### Seçme Metin
Yeni İş Kanunu ile ilgili bilmek istediğiniz herşey...
Norm kadro planlamasının ipuçları
Zirvede, yeni yasanın İnsan Kaynakları ve Personel Yönetimi boyutu ile ilgili bölümünde konuşma yapan ilk isim Prometheus Danışmanlık Genel Müdürü Yücel Atış oldu. Konuşmasında, “Doğru sayıda elemanla çalışmak için Norm kadro planlaması nasıl yapılmalı?” sorusunun yanıtını veren Atış, norm kadro analizinde veri toplamak için kullanılabilecek yöntemleri; “gözlem, ölçüm, karşılaştırma, anket, SWOT (güçlü / zayıf yönler, fırsatlar, kısıtlar) analizi, birebir görüşme, standart değerler ve kritik olay analizleri” olarak sıraladı.
Atış, bu unsurların kullanılabileceği politika ve yaklaşımları ile şöyle aktardı:
• Kendi kendini yöneten takımlar: Ekiplerin, bir işin kaç kişi yapılabileceğine kendisinin karar vermesi ve bunun performans ve ücretle evlendirilmesi çok etkili bir yöntem olabiliyor.
• Performans yönetiminin etkin kullanımı: Çalışanın performansını en etkin kullandığı alanın belirlenip değerlendirilmesi çok önemli.
• İş zenginleştirme: Türkiye’de en az kullanılan yöntemlerden biri olan iş zenginleştirme, güçlü yönler belirlendikten sonra kullanılabilecek etkin politikalardan biri olabilir.

### Öğe Listesi
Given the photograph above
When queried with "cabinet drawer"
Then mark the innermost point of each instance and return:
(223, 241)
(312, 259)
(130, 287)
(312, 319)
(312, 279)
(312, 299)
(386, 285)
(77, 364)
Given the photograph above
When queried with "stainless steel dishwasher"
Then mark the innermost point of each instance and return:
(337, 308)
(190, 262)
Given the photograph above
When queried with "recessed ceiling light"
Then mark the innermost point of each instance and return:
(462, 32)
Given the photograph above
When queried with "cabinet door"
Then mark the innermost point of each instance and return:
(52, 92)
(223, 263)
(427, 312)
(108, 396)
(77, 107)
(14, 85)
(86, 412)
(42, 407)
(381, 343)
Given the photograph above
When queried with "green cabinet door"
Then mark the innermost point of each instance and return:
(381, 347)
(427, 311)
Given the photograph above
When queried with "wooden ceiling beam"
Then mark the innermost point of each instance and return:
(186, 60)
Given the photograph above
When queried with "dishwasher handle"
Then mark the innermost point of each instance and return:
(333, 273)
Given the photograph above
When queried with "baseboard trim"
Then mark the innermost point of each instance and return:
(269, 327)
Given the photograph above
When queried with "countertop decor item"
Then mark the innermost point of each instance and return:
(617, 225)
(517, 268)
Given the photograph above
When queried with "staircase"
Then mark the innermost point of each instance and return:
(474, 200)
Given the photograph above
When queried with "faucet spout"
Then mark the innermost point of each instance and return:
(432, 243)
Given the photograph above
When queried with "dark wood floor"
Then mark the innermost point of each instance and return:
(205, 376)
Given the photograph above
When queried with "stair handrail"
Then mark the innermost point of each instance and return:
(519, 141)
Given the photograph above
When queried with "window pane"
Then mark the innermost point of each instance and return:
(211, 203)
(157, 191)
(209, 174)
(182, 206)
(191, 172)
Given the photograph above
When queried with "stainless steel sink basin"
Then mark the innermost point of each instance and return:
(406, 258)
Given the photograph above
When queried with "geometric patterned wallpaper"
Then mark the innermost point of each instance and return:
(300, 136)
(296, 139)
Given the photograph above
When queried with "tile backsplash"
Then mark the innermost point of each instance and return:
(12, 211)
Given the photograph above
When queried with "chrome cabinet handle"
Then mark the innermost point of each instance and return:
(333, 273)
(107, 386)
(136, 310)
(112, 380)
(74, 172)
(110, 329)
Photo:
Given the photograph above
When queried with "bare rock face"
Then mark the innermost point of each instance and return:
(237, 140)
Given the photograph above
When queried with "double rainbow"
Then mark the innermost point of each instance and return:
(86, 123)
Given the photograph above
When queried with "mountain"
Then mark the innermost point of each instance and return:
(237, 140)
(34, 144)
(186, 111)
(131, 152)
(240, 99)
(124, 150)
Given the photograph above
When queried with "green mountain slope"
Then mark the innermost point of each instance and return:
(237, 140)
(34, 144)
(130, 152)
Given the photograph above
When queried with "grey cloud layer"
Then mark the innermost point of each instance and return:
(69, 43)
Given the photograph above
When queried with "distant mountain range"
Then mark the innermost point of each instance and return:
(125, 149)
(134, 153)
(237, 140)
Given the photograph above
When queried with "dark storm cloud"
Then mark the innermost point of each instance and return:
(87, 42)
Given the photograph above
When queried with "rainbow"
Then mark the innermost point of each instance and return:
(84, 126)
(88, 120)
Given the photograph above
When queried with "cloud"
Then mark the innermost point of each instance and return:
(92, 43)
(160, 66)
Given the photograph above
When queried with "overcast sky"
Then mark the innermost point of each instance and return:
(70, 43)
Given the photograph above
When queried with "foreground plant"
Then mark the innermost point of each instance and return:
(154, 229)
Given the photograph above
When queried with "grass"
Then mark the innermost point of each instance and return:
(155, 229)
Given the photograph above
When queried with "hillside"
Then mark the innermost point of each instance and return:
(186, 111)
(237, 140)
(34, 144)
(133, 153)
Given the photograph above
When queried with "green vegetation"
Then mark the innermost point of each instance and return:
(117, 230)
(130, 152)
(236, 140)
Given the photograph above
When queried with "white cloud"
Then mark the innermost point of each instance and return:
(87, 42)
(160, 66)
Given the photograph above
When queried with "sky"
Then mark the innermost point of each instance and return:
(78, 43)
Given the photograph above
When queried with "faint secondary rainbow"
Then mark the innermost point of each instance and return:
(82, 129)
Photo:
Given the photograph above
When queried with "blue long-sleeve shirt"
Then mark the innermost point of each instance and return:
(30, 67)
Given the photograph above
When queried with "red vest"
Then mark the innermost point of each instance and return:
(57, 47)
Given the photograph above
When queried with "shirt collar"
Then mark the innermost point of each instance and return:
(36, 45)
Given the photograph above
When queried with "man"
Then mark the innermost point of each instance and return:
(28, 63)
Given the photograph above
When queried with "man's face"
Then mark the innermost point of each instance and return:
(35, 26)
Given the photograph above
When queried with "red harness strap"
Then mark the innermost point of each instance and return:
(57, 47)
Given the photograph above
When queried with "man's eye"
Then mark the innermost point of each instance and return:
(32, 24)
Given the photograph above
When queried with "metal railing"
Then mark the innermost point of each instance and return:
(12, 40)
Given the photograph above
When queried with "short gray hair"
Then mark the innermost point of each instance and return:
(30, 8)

### Yapılacak İş
Yukarıdaki norm kadro planlaması metnini, hiçbir değişiklik yapmadan baştan sona kopyalayın.

### Çözüm
Yeni İş Kanunu ile ilgili bilmek istediğiniz herşey...
Norm kadro planlamasının ipuçları
Zirvede, yeni yasanın İnsan Kaynakları ve Personel Yönetimi boyutu ile ilgili bölümünde konuşma yapan ilk isim Prometheus Danışmanlık Genel Müdürü Yücel Atış oldu. Konuşmasında, “Doğru sayıda elemanla çalışmak için Norm kadro planlaması nasıl yapılmalı?” sorusunun yanıtını veren Atış, norm kadro analizinde veri toplamak için kullanılabilecek yöntemleri; “gözlem, ölçüm, karşılaştırma, anket, SWOT (güçlü / zayıf yönler, fırsatlar, kısıtlar) analizi, birebir görüşme, standart değerler ve kritik olay analizleri” olarak sıraladı.
Atış, bu unsurların kullanılabileceği politika ve yaklaşımları ile şöyle aktardı:
• Kendi kendini yöneten takımlar: Ekiplerin, bir işin kaç kişi yapılabileceğine kendisinin karar vermesi ve bunun performans ve ücretle evlendirilmesi çok etkili bir yöntem olabiliyor.
• Performans yönetiminin etkin kullanımı: Çalışanın performansını en etkin kullandığı alanın belirlenip değerlendirilmesi çok önemli.
• İş zenginleştirme: Türkiye’de en az kullanılan yöntemlerden biri olan iş zenginleştirme, güçlü yönler belirlendikten sonra kullanılabilecek etkin politikalardan biri olabilir.